◆ The records ◆
+ + + + + + +
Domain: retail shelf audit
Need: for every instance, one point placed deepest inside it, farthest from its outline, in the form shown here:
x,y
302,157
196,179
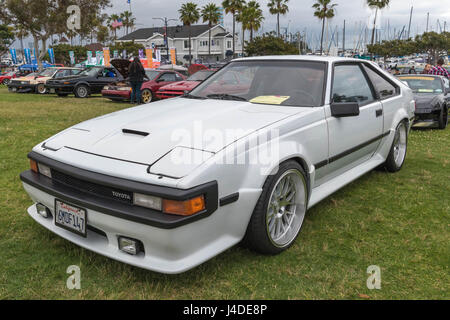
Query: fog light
x,y
130,246
42,210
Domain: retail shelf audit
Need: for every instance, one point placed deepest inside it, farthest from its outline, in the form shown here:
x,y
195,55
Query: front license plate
x,y
70,217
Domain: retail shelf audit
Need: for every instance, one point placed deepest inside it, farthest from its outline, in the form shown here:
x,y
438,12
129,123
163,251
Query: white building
x,y
178,38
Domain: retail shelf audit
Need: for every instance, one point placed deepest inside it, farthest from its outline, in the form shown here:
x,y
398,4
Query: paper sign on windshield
x,y
270,99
+ + + + + + +
◆ About this task ◆
Return the listing above in an exact copy that leaves out the images.

◆ Solution to this task ◆
Domain: retail shelf audit
Need: for every instance, one point placed deepest inside it, farthest from its outline, in the form shown here:
x,y
302,157
196,179
Query: fog light
x,y
130,246
42,210
Domain: retail shelf audit
Need: for every instance, one point placed deepest inside it, farthest from its outline, in the form shown here:
x,y
195,55
Query: front license plate
x,y
70,217
Domain: retail shelf audit
Need: for every instance, one point placed deepest inside it, farthest from its outline, in the form shown here:
x,y
438,12
129,123
163,251
Query: white building
x,y
178,38
Domain: retail shelf audit
Need: for every instance, one point placed deepest inside it, farthest from its outline, in the form shown here:
x,y
398,4
Query: paper sign on windshield
x,y
270,99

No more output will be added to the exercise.